Entries taken from a collection

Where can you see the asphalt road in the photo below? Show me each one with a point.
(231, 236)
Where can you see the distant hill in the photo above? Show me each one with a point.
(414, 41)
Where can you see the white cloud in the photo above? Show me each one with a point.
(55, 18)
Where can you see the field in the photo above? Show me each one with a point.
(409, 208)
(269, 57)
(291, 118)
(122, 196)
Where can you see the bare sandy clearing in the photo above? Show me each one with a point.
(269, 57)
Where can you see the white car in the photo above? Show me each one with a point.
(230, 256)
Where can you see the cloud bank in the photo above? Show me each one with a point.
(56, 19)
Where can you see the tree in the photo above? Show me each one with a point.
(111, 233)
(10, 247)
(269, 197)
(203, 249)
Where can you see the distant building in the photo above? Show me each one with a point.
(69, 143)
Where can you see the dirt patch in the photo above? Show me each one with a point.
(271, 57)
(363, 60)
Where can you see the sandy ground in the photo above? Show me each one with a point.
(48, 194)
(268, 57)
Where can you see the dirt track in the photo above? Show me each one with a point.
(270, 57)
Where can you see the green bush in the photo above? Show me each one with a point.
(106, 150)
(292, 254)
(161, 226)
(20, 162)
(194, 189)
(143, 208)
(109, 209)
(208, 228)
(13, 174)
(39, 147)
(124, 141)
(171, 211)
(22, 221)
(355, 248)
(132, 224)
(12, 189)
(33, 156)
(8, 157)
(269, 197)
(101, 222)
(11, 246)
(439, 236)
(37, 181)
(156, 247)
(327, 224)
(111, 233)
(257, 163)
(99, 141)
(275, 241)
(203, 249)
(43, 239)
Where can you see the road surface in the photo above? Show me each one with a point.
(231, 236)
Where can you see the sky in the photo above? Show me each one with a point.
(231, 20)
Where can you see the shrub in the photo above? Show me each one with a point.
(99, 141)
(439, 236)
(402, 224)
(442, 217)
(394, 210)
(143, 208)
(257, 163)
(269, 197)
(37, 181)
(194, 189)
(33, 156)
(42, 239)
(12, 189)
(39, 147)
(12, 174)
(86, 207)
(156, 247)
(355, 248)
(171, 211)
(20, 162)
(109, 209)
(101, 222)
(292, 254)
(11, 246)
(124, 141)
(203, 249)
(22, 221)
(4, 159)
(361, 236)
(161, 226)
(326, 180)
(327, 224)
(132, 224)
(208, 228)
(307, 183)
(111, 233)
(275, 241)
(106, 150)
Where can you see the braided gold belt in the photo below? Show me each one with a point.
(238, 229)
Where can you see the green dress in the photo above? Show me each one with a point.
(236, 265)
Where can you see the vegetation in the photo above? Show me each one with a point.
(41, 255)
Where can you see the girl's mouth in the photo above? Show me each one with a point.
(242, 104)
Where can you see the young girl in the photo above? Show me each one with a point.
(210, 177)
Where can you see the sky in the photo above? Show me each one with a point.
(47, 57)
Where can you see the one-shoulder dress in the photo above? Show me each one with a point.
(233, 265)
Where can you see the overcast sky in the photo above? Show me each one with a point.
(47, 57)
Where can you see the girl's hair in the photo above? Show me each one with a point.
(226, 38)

[GIVEN INSTRUCTION] Exactly reproduce every line of the data above.

[SOLUTION TO THE EXERCISE]
Where can you see the asphalt road in the photo below? Show me each one with a point.
(231, 236)
Where can you see the distant hill in the photo above? Show me each one with a point.
(414, 41)
Where can you see the white cloud in the photo above? Show me each one with a point.
(55, 18)
Where can you see the field in the photo above? Show me each one with a point.
(409, 208)
(269, 57)
(291, 118)
(122, 196)
Where can you see the bare sandy clearing in the photo above? Show me each one with a point.
(269, 57)
Where can you see the white car in the photo above? Show me each one with a point.
(230, 256)
Where can you see the cloud bank in the photo above? Show me each one with a point.
(56, 19)
Where can you see the tree in the photo above? Show me each one with a point.
(111, 233)
(10, 247)
(269, 197)
(203, 249)
Where can you see the distant building in the photo above? Show me each one with a point.
(69, 143)
Where can you see the dirt patch in the photo above? Show me each one with a point.
(271, 57)
(363, 60)
Where can you see the sandy ground in the photo above? Show me each one with a point.
(48, 194)
(268, 57)
Where can you see the dirt track in the photo above? Show me each one with a point.
(270, 57)
Where can you see the green bush in the photo above? Show me each one with a point.
(106, 150)
(292, 254)
(161, 226)
(20, 162)
(194, 189)
(143, 208)
(109, 209)
(208, 228)
(13, 174)
(39, 147)
(124, 141)
(171, 211)
(22, 221)
(355, 248)
(132, 224)
(12, 189)
(33, 156)
(8, 157)
(269, 197)
(101, 222)
(11, 246)
(439, 236)
(37, 181)
(156, 247)
(327, 224)
(111, 233)
(257, 163)
(99, 141)
(275, 241)
(203, 249)
(43, 239)
Where can you see the road surface in the photo above? Show me each one with a point.
(231, 236)
Where can you see the sky in the photo above? Show me each one with a point.
(231, 20)
Where can you see the shrub in the photo above? Show me each one with a point.
(99, 141)
(439, 236)
(402, 224)
(442, 217)
(394, 210)
(143, 208)
(257, 163)
(269, 197)
(37, 181)
(194, 189)
(33, 156)
(42, 239)
(12, 189)
(39, 147)
(12, 174)
(86, 207)
(156, 247)
(355, 248)
(171, 211)
(20, 162)
(109, 209)
(101, 222)
(292, 254)
(11, 246)
(124, 141)
(203, 249)
(22, 221)
(4, 159)
(361, 236)
(161, 226)
(326, 180)
(327, 224)
(132, 224)
(208, 228)
(307, 183)
(111, 233)
(275, 241)
(106, 150)
Where can you see the braided gold belt in the photo below? Show me each one with a point.
(238, 229)
Where can you see the green dress in the photo above? Show me each one with a point.
(236, 265)
Where can you see the vegetation in the photo above? Show me each one with a point.
(41, 255)
Where can you see the girl's mouth in the photo above? Show me each one with a point.
(242, 104)
Where can you see the young girl in the photo above? Show me each one with a point.
(210, 177)
Where can you see the sky in the photo above? Show me each one with a point.
(47, 57)
Where can you see the one-shoulder dress in the photo above? Show me each one with a point.
(233, 265)
Where can you see the overcast sky in the photo above? Show me each one with a point.
(47, 57)
Where can you see the girl's hair in the photo above? Show me each one with a point.
(226, 38)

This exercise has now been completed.